§ Activity:
Give back each line of the data exactly as it reads, minus the pictures.

§ Supplied information:
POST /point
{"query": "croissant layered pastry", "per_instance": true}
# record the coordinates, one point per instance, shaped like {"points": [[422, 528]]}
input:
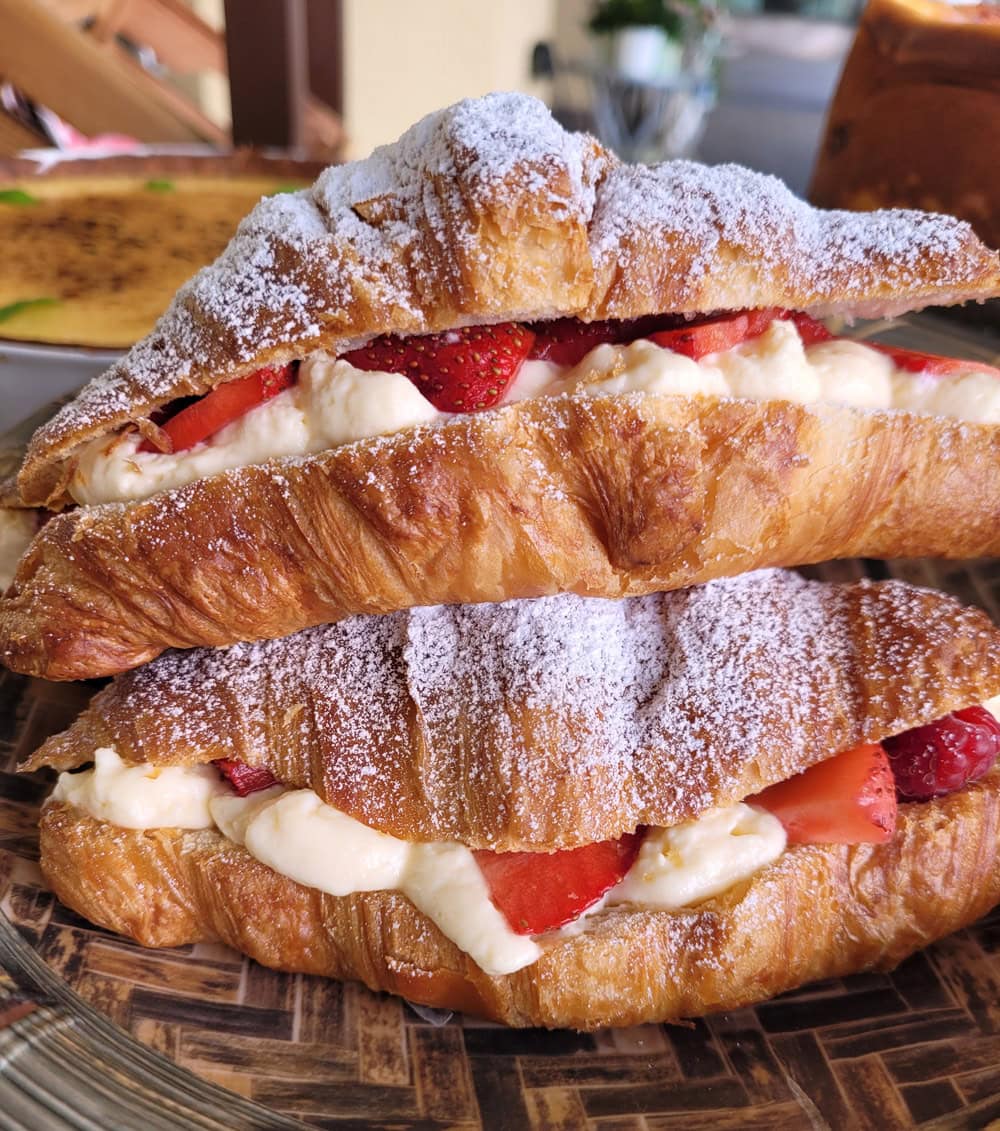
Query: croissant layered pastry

§ Answer to this task:
POST /point
{"query": "croissant layered pastry", "per_instance": true}
# record the coordinates, one point per instance, shaped like {"points": [[422, 528]]}
input:
Query: croissant layered pastry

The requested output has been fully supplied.